# PROBLEMS TO SOLVE:
**1.** Decide whether each statement agrees with the menu-language text. For each, answer yes or no and quote the words of the text that decide it.
(a) The text sorts embellishment into three categories.
(b) Simple embellishers name the people who raise the animals.
(c) The most likely locale given for compound embellishment is New York City.
**2.** In the menu-language text, what example illustrates disingenuous BS?
**3.** Repeat the menu-language text word for word, starting at "Besides menu language, there" and ending at "dove for scallops.".

# TEXT SECTION:
#####
What examples of silly, obtuse, inflated, misleading or just plain wrong menu descriptions have you chortled or chuckled (but hopefully not choked) over lately?

Very intersting topic Bob.

Besides menu language, there are also lots of technical misuse of terminology and creative license.

As food and cooking technique has evolved over the years, things have become murky.

Diver Scallops.

At some point, people indeed dived or dove for scallops.

In fact I remember the famous line from Marco Pierre White's book "White Heat"

Redundancies

Redundancies have always been used to try to explain to culinary neophytes depending on how egregious the redundancy.

"Penne Pasta"

"Shiitake Mushroom"

"Ahi Tuna"

"Basil Pesto"

Ebellishment.

Embellisment is generally characterized into 3 categories.

Simple embellishment , compound embellishment and disingenous BS.

Simple embellishers name every farm that grows the produce.

Example: Satur Farms Beets, white miso vinaigrette.

Most likely locale : New york city.

Compound embellishers add the people who raise the animals to the people who grow the produce to the degree that menu items start to be as long as Alexis de Tocquevile books.

Example: Snake River Farms flatiron steak with Anson Mills Polenta and creamed sonoma spinach.

Most Likely locale: You guessed it ....california between LA and sanfran.

Disingenous BS.

This is when the grower either unilaterally or in cahoots with a restaurant decides to add a superflous qualifier to produce that has already suffered from simple embellishment.

Example: Blue moon acres "Mezza" arugula.
#####
# RECORDED DATA:
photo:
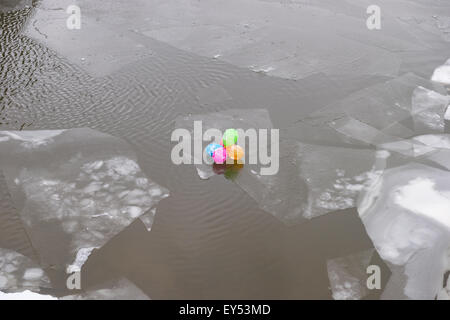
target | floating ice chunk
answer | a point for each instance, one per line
#####
# ANSWERS BY TASK:
**1.**
(a) Yes: "Embellisment is generally characterized into 3 categories."
(b) No: "Simple embellishers name every farm that grows the produce."
(c) No: "Most Likely locale: You guessed it ....california between LA and sanfran."

**2.** Blue moon acres "Mezza" arugula.

**3.**
Besides menu language, there are also lots of technical misuse of terminology and creative license.

As food and cooking technique has evolved over the years, things have become murky.

Diver Scallops.

At some point, people indeed dived or dove for scallops.